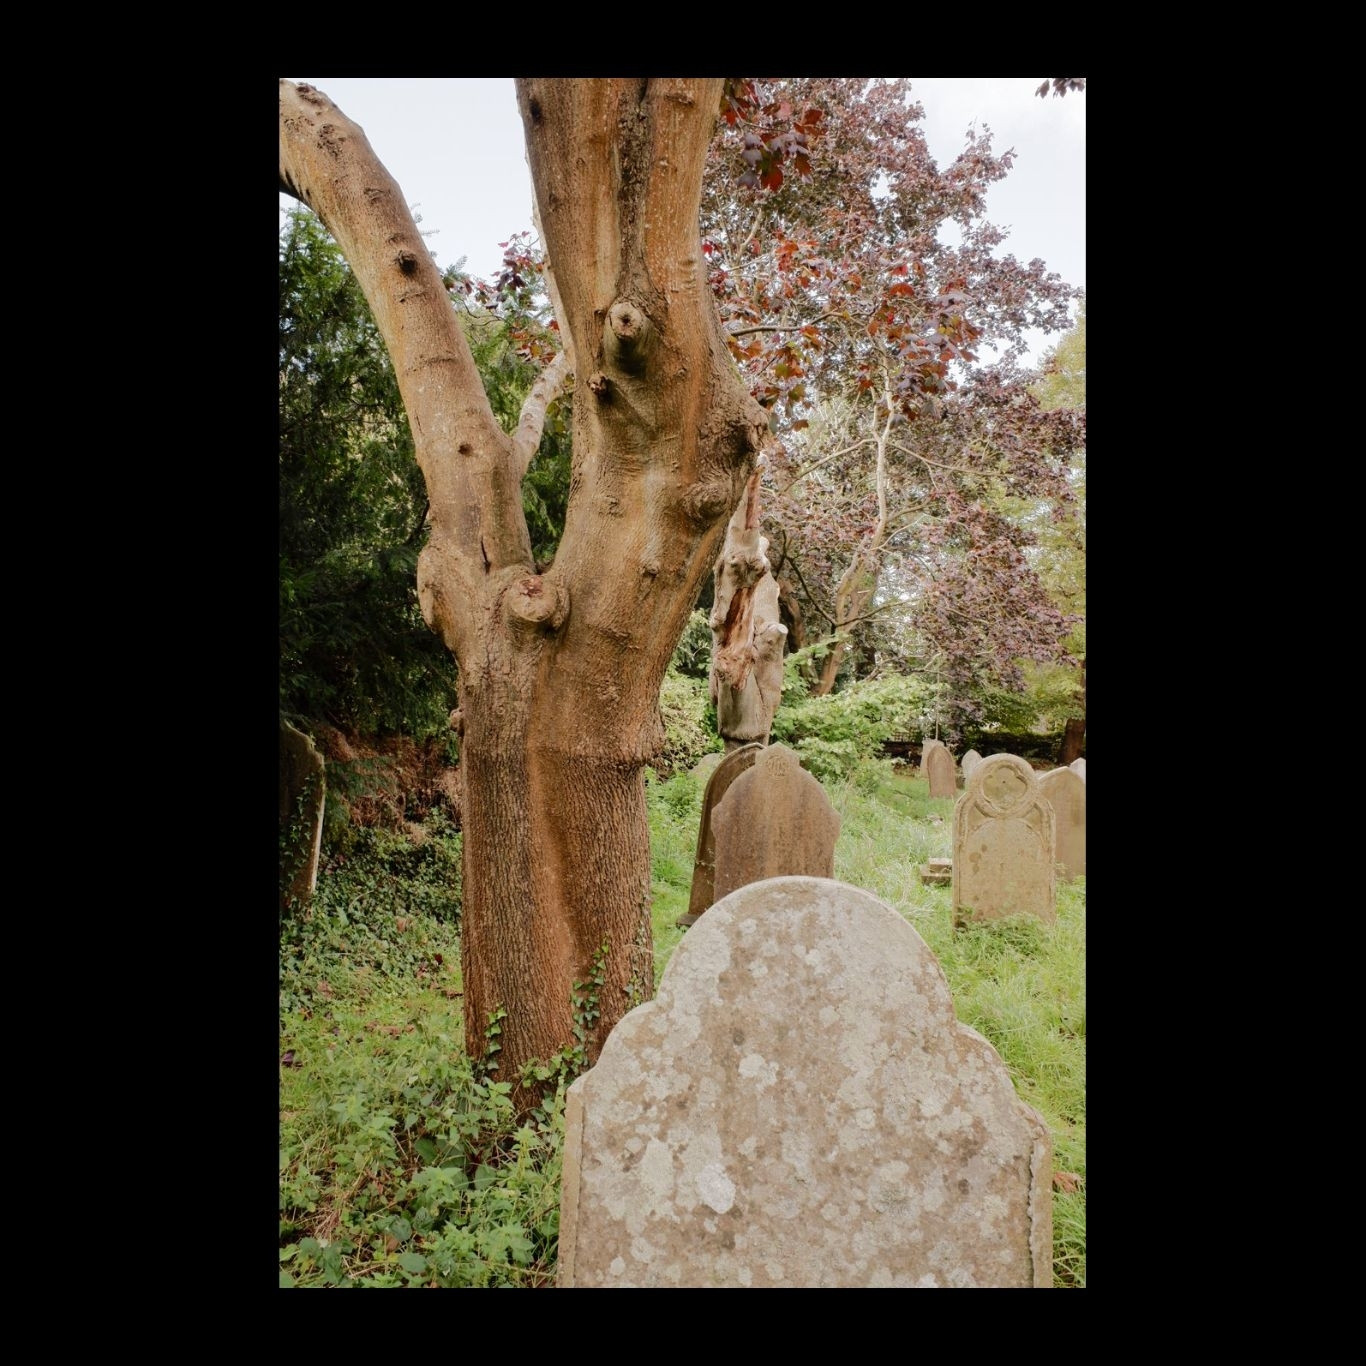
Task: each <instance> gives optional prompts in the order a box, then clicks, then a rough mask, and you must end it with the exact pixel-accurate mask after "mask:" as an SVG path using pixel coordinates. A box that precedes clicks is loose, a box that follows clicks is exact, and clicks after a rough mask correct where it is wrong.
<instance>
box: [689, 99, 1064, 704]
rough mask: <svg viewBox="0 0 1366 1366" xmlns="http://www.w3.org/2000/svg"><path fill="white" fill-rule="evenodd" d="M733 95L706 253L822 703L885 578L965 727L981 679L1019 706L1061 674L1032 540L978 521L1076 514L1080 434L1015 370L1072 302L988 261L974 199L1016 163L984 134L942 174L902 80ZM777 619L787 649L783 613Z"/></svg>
mask: <svg viewBox="0 0 1366 1366" xmlns="http://www.w3.org/2000/svg"><path fill="white" fill-rule="evenodd" d="M732 96H734V97H732V102H731V105H729V107H728V111H727V122H728V123H729V124H731V126H732V128H734V133H732V135H731V138H729V141H723V142H719V143H717V145H716V146H713V152H712V165H710V175H709V180H708V194H706V195H705V198H703V250H705V251H706V254H708V260H709V262H710V269H712V275H710V279H712V285H713V288H714V290H716V292H717V296H719V301H720V305H721V313H723V317H724V318H725V321H727V324H728V329H729V335H731V342H732V348H734V352H735V355H736V359H738V362H739V363H740V365H742V367H743V369H744V373H746V376H747V377H749V378H750V382H751V385H753V392H754V393H755V396H757V398H758V400H759V402H761V403H762V404H764V406H765V407H766V408H768V410H769V411H770V423H772V425H773V428H775V430H776V432H779V433H780V434H781V436H783V438H784V444H785V447H787V448H788V449H787V451H783V449H779V451H777V452H775V456H773V462H772V481H773V485H775V489H776V493H777V497H776V499H775V500H770V503H769V504H768V505H769V507H772V519H770V520H769V522H768V525H766V527H765V529H766V530H768V533H769V538H770V541H772V544H773V546H775V552H773V553H775V560H776V572H777V574H779V576H780V578H783V579H785V581H788V593H787V601H788V602H791V601H792V598H796V600H798V601H799V602H800V604H802V608H803V613H802V615H803V616H806V617H807V623H806V624H807V626H810V624H811V617H814V619H816V620H817V622H820V623H821V626H822V630H824V631H829V632H832V634H833V645H832V647H831V650H829V652H828V654H826V657H825V660H824V664H822V667H821V671H820V676H818V679H817V682H816V688H817V691H821V693H826V691H829V690H831V688H832V687H833V686H835V682H836V678H837V675H839V671H840V667H841V663H843V657H844V652H846V649H847V646H848V643H850V641H851V638H852V635H854V631H855V628H856V626H858V623H861V622H863V620H866V619H867V616H869V613H870V612H872V611H873V609H874V605H876V602H877V596H878V589H880V586H881V582H882V575H884V571H885V568H887V566H888V564H891V563H896V564H897V567H899V568H900V570H902V571H903V572H902V582H903V587H907V586H908V587H910V589H911V590H912V593H914V594H915V596H917V601H918V607H917V622H918V627H919V632H921V635H922V638H923V650H922V654H921V664H922V667H923V665H925V663H926V661H928V660H930V658H933V660H934V665H936V668H937V669H938V671H941V672H943V673H944V676H945V679H947V680H949V682H951V683H953V684H955V686H956V688H959V690H966V691H964V701H963V703H962V706H960V713H962V714H960V716H959V717H958V719H956V720H963V719H967V716H970V714H971V710H973V702H971V699H970V694H971V693H973V691H981V688H982V687H984V686H985V684H986V683H988V682H993V683H996V684H997V686H1007V687H1014V688H1018V687H1020V686H1022V678H1020V672H1019V667H1018V663H1016V661H1018V660H1019V658H1061V657H1064V650H1063V643H1061V641H1063V635H1064V634H1065V627H1064V623H1063V620H1061V615H1060V613H1059V612H1057V611H1056V608H1053V607H1052V605H1050V604H1049V602H1048V600H1046V594H1045V593H1044V590H1042V587H1041V585H1040V583H1038V582H1037V578H1035V576H1034V575H1033V572H1031V570H1030V566H1029V561H1027V559H1026V557H1025V555H1023V550H1025V548H1026V546H1027V545H1029V541H1030V534H1029V530H1027V529H1026V527H1022V526H1012V525H1009V523H1008V519H1005V518H1003V516H1001V515H999V511H997V512H994V514H993V508H999V500H1000V497H1005V496H1008V497H1014V499H1016V500H1020V499H1027V500H1030V501H1031V503H1037V501H1038V500H1041V499H1046V500H1052V501H1055V503H1057V504H1059V505H1061V504H1064V503H1065V501H1067V499H1068V497H1070V486H1068V484H1067V479H1065V469H1067V464H1068V462H1070V458H1071V452H1072V448H1074V447H1075V444H1076V441H1078V440H1079V438H1081V437H1079V423H1078V422H1076V421H1075V418H1049V417H1046V415H1044V414H1042V413H1041V410H1040V404H1038V402H1037V400H1034V399H1033V398H1031V396H1030V395H1029V392H1027V385H1026V380H1025V377H1023V376H1020V374H1019V373H1018V372H1016V366H1015V362H1016V361H1018V358H1019V357H1020V355H1022V354H1023V351H1025V347H1026V332H1027V329H1030V328H1041V329H1044V331H1057V329H1061V328H1063V326H1065V325H1067V305H1068V301H1070V299H1071V298H1072V296H1074V295H1075V291H1072V290H1071V288H1070V287H1067V285H1065V284H1063V281H1061V280H1059V279H1057V276H1056V275H1049V273H1048V272H1046V270H1045V268H1044V264H1042V262H1040V261H1033V262H1030V264H1029V265H1022V264H1020V262H1018V261H1016V260H1015V258H1014V257H1009V255H1004V257H1003V255H999V254H997V249H999V246H1000V245H1001V242H1003V240H1004V235H1003V234H1001V232H1000V231H999V229H997V228H994V227H993V225H992V224H990V223H988V221H986V220H985V217H984V213H985V194H986V190H988V189H989V186H990V184H992V183H993V182H996V180H999V179H1001V178H1003V176H1004V175H1005V173H1007V172H1008V171H1009V168H1011V161H1012V157H1011V153H1004V154H1001V156H996V154H994V153H993V152H992V148H990V134H989V130H979V131H975V133H971V134H970V135H968V138H967V145H966V148H964V152H963V153H962V154H960V156H959V157H958V158H955V161H953V163H952V164H951V165H948V167H947V168H943V169H941V168H938V167H937V165H936V163H934V160H933V158H932V157H930V156H929V152H928V146H926V143H925V138H923V135H922V133H921V130H919V128H918V127H917V120H918V119H919V117H922V111H921V108H919V107H918V105H917V104H914V102H912V101H911V92H910V86H908V83H907V82H885V81H874V82H867V81H831V79H821V81H787V82H749V83H742V85H740V87H739V90H738V92H732ZM740 165H743V167H747V168H749V169H747V171H744V172H743V173H742V175H740V176H739V178H738V182H736V178H735V176H734V173H728V172H734V168H736V167H740ZM784 172H785V173H784ZM982 348H990V350H992V351H994V352H996V357H997V359H996V362H994V363H993V365H990V366H984V365H979V363H978V354H979V351H981V350H982ZM820 400H824V403H825V413H826V414H828V418H826V421H822V422H821V423H820V425H818V428H817V429H814V430H813V429H811V423H813V422H814V421H816V418H814V411H817V410H816V407H814V406H816V404H817V403H818V402H820ZM993 499H994V500H996V501H994V503H993ZM912 568H914V570H917V572H915V574H908V572H906V571H907V570H912ZM794 581H795V582H794ZM798 585H799V587H796V586H798ZM784 620H787V622H788V624H790V627H792V632H791V639H792V643H794V645H799V643H800V642H802V639H803V637H805V634H806V632H805V631H803V630H799V628H798V627H799V623H798V616H796V613H794V612H792V611H791V608H790V609H788V612H787V613H785V616H784Z"/></svg>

ASSIGNED TASK → Whenever the word "instance" shows up in a line of the entries above, copy that line.

OUTPUT BELOW →
Task: each <instance> gives optional prompts in the order a box, then clicks, then a rough mask, and you must end it with the exact pixel-accurate mask after "mask:" as an SVG path using pixel coordinates. A box that precedes clicks is loose, a box that follows clicks is exact, and clicks after a rough mask correct where it is wrong.
<instance>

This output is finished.